Problem to solve – In the post about why a coaching offer isn't selling, what does the rubric help you identify?

Source –
---+---

This post is part of my series $100K Trainings on The $100K Healer Substack, click here to subscribe.
If you’ve been trying to figure out why your coaching offer isn’t selling, this post is going to help you stop guessing.
You’ve thrown enough noodles at the wall, it’s time to get specific.
This is the exact 4-part rubric I use with my clients to figure out where the constraint is in their business: the part of the business that’s quietly holding everything else back.
Because when you can pinpoint exactly what’s not working, you stop wasting time on stuff that doesn’t move the needle.
No more reworking your sales page for the 12th time.
No more posting content that doesn’t connect.
No more vague sense of “I should be doing more.”
This rubric helps you identify the single most important area to focus on right now — the one that will give you the highest return on effort. It’s your shortcut to clarity, traction, and finally building an offer people are excited to buy.

---+---

Material supplied –
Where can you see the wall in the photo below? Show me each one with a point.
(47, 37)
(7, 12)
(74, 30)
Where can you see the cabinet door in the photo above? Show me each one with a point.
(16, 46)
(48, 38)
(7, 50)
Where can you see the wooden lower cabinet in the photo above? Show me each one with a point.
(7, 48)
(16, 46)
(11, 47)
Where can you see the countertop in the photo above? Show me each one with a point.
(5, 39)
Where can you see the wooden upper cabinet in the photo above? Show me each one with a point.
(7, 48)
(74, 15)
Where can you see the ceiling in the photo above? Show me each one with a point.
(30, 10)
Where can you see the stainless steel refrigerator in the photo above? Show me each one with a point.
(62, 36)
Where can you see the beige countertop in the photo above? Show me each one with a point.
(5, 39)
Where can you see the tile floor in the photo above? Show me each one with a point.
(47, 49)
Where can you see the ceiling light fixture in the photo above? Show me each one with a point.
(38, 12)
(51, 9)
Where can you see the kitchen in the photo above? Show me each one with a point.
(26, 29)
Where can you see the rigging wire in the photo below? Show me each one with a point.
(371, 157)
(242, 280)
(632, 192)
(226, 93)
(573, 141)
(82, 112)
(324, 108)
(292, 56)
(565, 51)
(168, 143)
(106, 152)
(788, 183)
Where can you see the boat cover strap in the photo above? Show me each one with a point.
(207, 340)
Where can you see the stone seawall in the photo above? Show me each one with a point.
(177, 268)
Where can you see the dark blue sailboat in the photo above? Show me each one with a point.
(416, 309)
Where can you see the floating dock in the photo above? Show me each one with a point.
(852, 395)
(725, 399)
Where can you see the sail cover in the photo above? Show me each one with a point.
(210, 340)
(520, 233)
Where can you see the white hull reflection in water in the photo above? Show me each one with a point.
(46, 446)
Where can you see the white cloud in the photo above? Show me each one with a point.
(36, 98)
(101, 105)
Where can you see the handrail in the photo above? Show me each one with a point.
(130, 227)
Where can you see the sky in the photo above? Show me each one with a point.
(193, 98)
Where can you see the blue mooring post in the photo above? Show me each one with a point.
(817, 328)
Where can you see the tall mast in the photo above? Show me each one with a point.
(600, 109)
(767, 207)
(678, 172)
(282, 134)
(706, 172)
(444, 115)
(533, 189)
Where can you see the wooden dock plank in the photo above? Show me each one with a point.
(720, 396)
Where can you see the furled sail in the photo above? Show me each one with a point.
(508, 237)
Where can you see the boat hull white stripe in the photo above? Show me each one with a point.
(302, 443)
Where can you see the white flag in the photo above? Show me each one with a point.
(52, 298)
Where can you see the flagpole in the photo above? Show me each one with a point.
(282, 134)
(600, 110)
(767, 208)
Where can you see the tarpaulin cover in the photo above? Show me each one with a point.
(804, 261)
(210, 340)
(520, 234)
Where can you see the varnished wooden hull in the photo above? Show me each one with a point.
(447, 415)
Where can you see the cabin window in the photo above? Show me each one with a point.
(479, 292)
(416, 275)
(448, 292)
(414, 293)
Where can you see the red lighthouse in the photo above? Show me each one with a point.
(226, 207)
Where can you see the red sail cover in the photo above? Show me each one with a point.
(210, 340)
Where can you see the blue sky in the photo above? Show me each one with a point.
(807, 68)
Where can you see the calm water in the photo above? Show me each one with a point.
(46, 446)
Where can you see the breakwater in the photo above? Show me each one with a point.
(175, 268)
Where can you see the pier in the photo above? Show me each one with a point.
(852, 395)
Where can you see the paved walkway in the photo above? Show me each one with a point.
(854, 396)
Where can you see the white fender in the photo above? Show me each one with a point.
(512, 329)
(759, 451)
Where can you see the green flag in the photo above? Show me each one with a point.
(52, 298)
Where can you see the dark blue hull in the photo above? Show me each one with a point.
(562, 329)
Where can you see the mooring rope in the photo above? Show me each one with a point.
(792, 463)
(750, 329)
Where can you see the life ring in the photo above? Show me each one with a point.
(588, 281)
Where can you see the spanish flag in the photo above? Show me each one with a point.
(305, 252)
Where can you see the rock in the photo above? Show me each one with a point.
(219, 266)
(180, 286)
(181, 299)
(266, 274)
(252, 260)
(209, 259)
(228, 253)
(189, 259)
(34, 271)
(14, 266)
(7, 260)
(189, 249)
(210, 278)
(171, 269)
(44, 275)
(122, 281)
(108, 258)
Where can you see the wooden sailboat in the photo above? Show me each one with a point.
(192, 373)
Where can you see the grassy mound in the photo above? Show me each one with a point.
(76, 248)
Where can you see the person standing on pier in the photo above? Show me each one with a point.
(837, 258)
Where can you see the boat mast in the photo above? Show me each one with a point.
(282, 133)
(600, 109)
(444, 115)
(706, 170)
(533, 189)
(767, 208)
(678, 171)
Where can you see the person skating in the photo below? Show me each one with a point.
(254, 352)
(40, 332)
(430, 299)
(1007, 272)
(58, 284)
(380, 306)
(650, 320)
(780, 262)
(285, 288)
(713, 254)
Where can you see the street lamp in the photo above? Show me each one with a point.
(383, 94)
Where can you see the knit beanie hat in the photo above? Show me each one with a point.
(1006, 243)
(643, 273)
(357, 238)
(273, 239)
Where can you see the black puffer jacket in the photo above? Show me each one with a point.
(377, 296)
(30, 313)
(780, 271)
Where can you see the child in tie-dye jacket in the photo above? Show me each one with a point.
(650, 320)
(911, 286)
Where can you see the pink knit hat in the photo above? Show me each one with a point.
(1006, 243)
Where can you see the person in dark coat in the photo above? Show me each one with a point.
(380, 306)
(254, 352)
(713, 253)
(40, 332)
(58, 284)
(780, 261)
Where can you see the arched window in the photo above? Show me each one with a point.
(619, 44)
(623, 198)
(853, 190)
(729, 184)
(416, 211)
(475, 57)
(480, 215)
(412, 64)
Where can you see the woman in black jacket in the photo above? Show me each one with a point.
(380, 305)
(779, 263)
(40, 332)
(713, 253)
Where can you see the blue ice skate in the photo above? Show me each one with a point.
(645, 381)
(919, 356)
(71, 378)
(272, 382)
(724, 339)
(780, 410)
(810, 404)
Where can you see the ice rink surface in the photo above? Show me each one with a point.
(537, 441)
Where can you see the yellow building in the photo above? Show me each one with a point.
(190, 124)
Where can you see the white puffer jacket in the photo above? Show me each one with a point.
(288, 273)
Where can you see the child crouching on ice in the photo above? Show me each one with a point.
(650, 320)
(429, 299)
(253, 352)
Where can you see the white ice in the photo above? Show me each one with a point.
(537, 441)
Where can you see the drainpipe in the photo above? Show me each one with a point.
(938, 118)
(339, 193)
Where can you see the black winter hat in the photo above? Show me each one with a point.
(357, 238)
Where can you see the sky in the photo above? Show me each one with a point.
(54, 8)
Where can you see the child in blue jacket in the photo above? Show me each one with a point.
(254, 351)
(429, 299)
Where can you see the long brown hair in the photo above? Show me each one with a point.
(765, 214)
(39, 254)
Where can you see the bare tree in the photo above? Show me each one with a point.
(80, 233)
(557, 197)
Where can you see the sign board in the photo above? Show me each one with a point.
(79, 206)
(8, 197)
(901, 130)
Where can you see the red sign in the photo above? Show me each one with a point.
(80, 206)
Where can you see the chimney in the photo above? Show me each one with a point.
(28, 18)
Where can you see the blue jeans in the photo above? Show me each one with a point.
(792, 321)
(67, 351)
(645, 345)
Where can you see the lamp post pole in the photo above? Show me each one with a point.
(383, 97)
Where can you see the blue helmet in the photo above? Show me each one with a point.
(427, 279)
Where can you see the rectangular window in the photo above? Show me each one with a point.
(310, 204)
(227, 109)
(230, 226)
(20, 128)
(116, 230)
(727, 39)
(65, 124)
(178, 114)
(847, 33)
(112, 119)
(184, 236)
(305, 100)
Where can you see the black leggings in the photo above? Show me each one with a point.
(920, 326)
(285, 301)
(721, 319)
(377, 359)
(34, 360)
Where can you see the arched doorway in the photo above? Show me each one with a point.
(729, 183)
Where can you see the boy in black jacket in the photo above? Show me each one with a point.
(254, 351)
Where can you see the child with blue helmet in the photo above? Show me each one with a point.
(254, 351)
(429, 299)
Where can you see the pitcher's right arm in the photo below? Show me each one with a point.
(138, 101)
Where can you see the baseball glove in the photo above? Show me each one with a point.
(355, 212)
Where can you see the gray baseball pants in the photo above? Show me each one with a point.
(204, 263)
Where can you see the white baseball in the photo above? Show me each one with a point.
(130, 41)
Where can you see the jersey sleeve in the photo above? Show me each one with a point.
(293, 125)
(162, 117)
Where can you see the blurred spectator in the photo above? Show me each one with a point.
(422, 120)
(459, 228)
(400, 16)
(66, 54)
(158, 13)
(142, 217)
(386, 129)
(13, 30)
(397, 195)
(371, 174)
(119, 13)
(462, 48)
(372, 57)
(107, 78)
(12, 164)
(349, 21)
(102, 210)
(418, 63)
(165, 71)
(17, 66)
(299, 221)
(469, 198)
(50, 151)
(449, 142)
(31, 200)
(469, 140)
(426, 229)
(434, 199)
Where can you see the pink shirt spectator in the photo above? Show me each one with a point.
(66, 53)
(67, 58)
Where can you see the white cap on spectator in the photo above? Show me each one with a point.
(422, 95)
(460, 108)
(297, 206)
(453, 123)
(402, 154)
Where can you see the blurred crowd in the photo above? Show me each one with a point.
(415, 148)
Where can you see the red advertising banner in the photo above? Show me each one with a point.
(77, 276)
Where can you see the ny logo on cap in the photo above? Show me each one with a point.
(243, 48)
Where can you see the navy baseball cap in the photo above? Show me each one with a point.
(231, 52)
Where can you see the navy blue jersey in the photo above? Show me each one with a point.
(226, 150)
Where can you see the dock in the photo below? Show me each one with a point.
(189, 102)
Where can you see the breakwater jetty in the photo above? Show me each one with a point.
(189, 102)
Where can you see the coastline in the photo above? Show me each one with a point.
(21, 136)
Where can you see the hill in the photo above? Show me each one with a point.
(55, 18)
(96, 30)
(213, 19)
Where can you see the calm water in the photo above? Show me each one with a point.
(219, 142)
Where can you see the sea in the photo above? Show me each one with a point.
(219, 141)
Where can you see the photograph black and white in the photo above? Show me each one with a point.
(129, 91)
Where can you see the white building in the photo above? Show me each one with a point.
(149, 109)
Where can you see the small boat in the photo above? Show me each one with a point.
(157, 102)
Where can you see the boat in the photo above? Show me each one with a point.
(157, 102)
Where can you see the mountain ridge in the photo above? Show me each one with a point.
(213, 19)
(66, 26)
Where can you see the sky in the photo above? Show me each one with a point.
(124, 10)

---+---

Exercise answer – The single most important area to focus on right now, the one that gives the highest return on effort.